## Written problem 1
In the FiftyOne aggregations passage, what must be appended to a field path that ends in an array field so that an expression unwinds it?
## Written problem 2
Decide whether each statement agrees with the FiftyOne aggregations passage. For each one, answer yes or no and quote the words from the passage that decide it.
(a) When expressions are involved, field paths that end in array fields are unwound automatically.
(b) An Aggregation object that is instantiated directly is not tied to any dataset or view.
(c) The example histogram of the `uniqueness` field uses 100 bins.
## Written problem 3
Continue the FiftyOne aggregations passage from the point where it stops.
>> START Document passage
However, there is one important exception when expressions are involved: fields paths that end in array fields are not automatically unwound, you must specify that they should be unwound by appending []. This change in default behavior allows for the possibility that the ViewExpression you provide is intended to operate on the array as a whole.

import fiftyone as fo
import fiftyone.zoo as foz
from fiftyone import ViewField as F

dataset = foz.load_zoo_dataset("quickstart")

# Counts the number of predicted objects
# Here, `predictions.detections` is treated as `predictions.detections[]`
print(dataset.count("predictions.detections"))

# Counts the number of predicted objects with confidence > 0.9
# Here, `predictions.detections` is not automatically unwound
num_preds = F("predictions.detections").filter(F("confidence") > 0.9).length()
print(dataset.sum(num_preds))

# Computes the (min, max) bounding box area in normalized coordinates
# Here we must manually specify that we want to unwind terminal list field
# `predictions.detections` by appending `[]`
bbox_area = F("bounding_box")[2] * F("bounding_box")[3]
print(dataset.bounds(F("ground_truth.detections[]").apply(bbox_area)))

Batching aggregations#

Rather than computing a single aggregation by invoking methods on a Dataset or DatasetView object, you can also instantiate an Aggregation object directly. In this case, the aggregation is not tied to any dataset or view, only to the parameters such as field name that define it.

 1import fiftyone as fo
 2
 3# will count the number of samples in a dataset
 4sample_count = fo.Count()
 5
 6# will count the labels in a `ground_truth` detections field
 7count_values = fo.CountValues("ground_truth.detections.label")
 8
 9# will compute a histogram of the `uniqueness` field
10histogram_values = fo.HistogramValues("uniqueness", bins=50)

Instantiating aggregations in this way allows you to execute multiple aggregations on a dataset or view efficiently in a batch via aggregate():

 1import fiftyone.zoo as foz
 2
 3dataset = foz.load_zoo_dataset("quickstart")
 4
 5results = dataset.aggregate([sample_count, count_values, histogram_values])
 6
 7print(results[0])
 8# 200
 9
10print(results[1])
>> END Document passage
>> START Dataset
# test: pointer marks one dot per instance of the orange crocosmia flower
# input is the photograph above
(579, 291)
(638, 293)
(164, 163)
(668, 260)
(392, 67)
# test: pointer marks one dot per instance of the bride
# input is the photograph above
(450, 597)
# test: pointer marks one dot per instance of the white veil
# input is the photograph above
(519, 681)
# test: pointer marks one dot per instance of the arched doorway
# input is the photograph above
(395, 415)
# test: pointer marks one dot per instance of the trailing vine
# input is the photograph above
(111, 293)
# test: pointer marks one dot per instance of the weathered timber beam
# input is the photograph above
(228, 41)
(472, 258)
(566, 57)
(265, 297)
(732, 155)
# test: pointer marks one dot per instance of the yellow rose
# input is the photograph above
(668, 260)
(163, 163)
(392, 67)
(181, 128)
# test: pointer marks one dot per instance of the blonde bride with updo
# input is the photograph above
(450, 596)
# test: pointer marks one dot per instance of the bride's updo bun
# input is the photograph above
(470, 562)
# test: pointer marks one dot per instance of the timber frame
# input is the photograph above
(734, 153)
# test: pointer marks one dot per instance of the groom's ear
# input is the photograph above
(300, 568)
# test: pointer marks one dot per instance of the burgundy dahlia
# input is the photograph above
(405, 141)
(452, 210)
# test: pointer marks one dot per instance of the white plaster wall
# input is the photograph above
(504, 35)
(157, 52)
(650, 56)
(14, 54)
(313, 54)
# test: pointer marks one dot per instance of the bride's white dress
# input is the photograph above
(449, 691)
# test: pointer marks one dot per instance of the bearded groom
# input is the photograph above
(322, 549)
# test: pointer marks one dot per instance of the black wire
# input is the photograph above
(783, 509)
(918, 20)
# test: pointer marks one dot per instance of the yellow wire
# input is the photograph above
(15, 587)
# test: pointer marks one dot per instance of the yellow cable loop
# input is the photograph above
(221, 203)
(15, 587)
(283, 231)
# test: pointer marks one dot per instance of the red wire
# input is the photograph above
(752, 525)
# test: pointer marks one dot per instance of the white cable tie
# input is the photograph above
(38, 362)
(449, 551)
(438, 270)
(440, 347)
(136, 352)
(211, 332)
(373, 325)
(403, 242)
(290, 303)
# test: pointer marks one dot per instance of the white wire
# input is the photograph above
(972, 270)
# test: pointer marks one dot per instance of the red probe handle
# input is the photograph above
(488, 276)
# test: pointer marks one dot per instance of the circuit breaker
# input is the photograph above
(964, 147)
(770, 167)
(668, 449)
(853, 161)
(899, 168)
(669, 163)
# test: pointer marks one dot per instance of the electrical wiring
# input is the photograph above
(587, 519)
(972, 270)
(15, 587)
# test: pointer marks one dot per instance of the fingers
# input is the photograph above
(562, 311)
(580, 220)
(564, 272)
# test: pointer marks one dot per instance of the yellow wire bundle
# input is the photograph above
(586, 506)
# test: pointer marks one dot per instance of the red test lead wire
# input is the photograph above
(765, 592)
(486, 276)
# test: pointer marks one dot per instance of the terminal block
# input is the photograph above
>> END Dataset
## Written answer 1
The characters `[]`.

## Written answer 2
(a) No: "fields paths that end in array fields are not automatically unwound"
(b) Yes: "the aggregation is not tied to any dataset or view"
(c) No: "bins=50"

## Written answer 3
11# {'bowl': 15, 'scissors': 1, 'cup': 21, ..., 'vase': 1, 'sports ball': 3}
12
13print(results[2][0])  # counts
14# [0, 0, 0, ..., 15, 12, ..., 0, 0]
15
16print(results[2][1])  # edges
17# [0.0, 0.02, 0.04, ..., 0.98, 1.0]

Transforming data before aggregating#

You can use view stages like map_values() and map_labels() in concert with aggregations to efficiently compute statistics on your datasets.

For example, suppose you would like to compute the histogram of the labels in a dataset with certain labels grouped into a single category. You can use map_values() + count_values() to succinctly express this:

 1import fiftyone as fo
 2import fiftyone.zoo as foz
 3
 4dataset = foz.load_zoo_dataset("quickstart")
 5
 6# Map `cat` and `dog` to `pet`
 7labels_map = {"cat": "pet", "dog": "pet"}
 8
 9counts = (
10    dataset
11    .map_values("ground_truth.detections.label", labels_map)
12    .count_values("ground_truth.detections.label")
13)
14
15print(counts)
16# {'toothbrush': 2, 'train': 5, ..., 'pet': 31, ..., 'cow': 22}

Or, suppose you would like to compute the average confidence of a model’s predictions, ignoring any values less than 0.5. You can use filter_labels() + sum() + count() to succinctly express this:

 1import fiftyone as fo
 2import fiftyone.zoo as foz
 3from fiftyone import ViewField as F
 4
 5dataset = foz.load_zoo_dataset("quickstart")
 6
 7avg_conf = (
 8    dataset
 9    .filter_labels("predictions", F("confidence") >= 0.5)
10    .mean("predictions.detections.confidence")
11)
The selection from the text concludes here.